Dataset items

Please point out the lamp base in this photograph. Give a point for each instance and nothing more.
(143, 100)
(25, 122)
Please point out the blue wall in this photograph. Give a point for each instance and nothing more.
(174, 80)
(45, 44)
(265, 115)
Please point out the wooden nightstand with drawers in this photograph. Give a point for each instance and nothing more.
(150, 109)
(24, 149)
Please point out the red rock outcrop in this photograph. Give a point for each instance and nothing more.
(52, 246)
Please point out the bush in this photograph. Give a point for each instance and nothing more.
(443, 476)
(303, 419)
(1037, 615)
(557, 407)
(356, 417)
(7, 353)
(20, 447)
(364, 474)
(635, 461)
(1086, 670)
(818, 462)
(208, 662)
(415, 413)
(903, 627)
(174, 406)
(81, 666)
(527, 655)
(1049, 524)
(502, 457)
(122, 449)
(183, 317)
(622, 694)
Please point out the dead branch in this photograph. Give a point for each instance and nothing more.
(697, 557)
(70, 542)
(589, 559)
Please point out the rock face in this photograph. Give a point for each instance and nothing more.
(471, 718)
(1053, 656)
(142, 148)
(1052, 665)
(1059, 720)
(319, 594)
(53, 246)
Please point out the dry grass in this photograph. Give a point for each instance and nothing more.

What is required: Repeat all of the items above word for word, without changing anything.

Output:
Please point out the lamp base in this photograph. Give a point for each instance and nothing more.
(143, 100)
(25, 122)
Please point out the blue wall in this photograph. Give a point for each instance and nothing more.
(174, 80)
(45, 44)
(265, 115)
Please point out the wooden nightstand with drawers in this photograph. Give a point for each instance and nothing more.
(150, 109)
(24, 149)
Please point out the red rock outcrop in this photograph. Give a point for each instance and nothing more.
(52, 246)
Please point out the bush in this photograph. Give a point for each instance and nothing more.
(443, 476)
(303, 419)
(1037, 615)
(557, 407)
(356, 417)
(7, 353)
(20, 447)
(364, 474)
(635, 461)
(1086, 670)
(818, 462)
(208, 662)
(415, 413)
(903, 627)
(174, 406)
(81, 666)
(527, 655)
(1049, 524)
(502, 457)
(122, 449)
(183, 317)
(622, 694)
Please point out the dead branch in this photograph. Give a point for each instance and nothing more.
(697, 557)
(70, 542)
(589, 559)
Please point out the rock face in this photograph. Give a point for each instance and nothing more.
(471, 718)
(1053, 656)
(142, 148)
(1052, 665)
(1059, 720)
(319, 594)
(53, 246)
Please point out the dry grass in this photograph. Give a point for each instance and nothing more.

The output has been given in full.